Document segment.
But moving right along, I think it must be nearly impossible to live together in a marriage as true creative equals.  One spouse will always adopt, at the very least, a slightly different creative approach to avoid being in direct competition with the other.  Consider how few such unions there are among classical music composers.  Who do we have there?  Maybe Robert and Clara Schumann, although she was more famous as a pianist and for promoting her husband’s work.  Anybody else?  Wagner’s second wife, Cosimo, the daughter of Franz Liszt, was certainly a great help in promoting his career, but probably didn’t prune any notes from the Ring Cycle.  Painters like Renoir had their wives washing their brushes.  Now that’s what every painter wants, someone to wash their brushes!  

The marriage of Carl Larsson (1853-1919) and Karin Bergoo Larsson (1859-1928) is a case study in what usually happens when two painters of unequal talent marry, in my considered opinion.  Carl and Karin met in the Scandinavian artists’ colony in the village of Grez outside Paris. They were married in 1883, and the first of their eight children was born in 1884.  Karin immediately stopped painting.  She and the children were Carl Larsson’s favorite models for his world-famous watercolors extolling domestic happiness and the virtues of the Arts and Crafts Movement.

Supplied information.
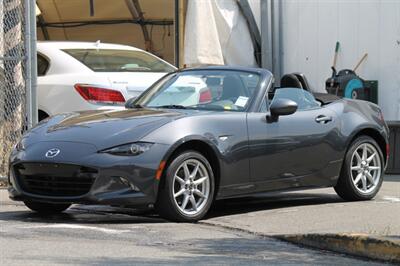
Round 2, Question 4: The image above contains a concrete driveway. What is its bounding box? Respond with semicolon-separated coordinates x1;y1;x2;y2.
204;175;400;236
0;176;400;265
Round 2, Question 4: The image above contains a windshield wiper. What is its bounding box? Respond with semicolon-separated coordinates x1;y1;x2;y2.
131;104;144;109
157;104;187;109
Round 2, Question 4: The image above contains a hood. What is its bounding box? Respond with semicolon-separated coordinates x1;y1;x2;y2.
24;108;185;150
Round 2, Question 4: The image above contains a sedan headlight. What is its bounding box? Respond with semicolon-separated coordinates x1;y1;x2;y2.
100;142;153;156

* * *

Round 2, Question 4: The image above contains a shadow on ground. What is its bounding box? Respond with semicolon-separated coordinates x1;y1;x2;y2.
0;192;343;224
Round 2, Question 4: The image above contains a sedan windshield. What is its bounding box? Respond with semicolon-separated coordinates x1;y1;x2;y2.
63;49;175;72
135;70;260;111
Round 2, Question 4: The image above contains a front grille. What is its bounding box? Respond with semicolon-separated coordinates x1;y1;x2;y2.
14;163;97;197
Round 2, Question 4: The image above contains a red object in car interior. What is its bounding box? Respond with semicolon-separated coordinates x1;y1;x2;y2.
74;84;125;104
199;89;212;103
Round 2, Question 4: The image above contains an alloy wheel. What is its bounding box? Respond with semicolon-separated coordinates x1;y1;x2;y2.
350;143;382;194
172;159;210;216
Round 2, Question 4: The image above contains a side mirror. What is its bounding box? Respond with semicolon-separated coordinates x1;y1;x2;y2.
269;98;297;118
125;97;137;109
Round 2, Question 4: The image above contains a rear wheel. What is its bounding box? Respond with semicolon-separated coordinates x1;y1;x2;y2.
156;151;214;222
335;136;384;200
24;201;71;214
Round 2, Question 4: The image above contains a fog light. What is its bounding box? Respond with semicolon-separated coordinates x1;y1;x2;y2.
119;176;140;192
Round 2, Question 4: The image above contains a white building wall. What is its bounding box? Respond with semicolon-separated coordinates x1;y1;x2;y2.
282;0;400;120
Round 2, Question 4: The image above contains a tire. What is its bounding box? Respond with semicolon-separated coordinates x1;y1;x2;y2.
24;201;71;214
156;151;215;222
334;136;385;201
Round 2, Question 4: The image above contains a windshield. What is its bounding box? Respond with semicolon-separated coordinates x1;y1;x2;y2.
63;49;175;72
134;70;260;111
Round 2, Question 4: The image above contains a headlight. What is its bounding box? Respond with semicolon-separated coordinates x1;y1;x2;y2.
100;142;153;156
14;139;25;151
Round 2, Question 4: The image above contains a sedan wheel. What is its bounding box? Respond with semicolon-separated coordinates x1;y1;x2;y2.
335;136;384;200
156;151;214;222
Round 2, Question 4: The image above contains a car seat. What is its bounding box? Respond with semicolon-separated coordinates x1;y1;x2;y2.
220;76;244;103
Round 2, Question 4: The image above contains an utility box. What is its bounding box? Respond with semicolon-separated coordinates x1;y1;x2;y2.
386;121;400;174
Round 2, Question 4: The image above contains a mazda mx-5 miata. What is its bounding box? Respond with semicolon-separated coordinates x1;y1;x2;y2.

What the task requires. Translate this sentence from the text on painters' marriages into Spanish: "Carl and Karin met in the Scandinavian artists’ colony in the village of Grez outside Paris."

Reply to the exercise. Carl y Karin se conocieron en la colonia escandinava de artistas del pueblo de Grez, a las afueras de París.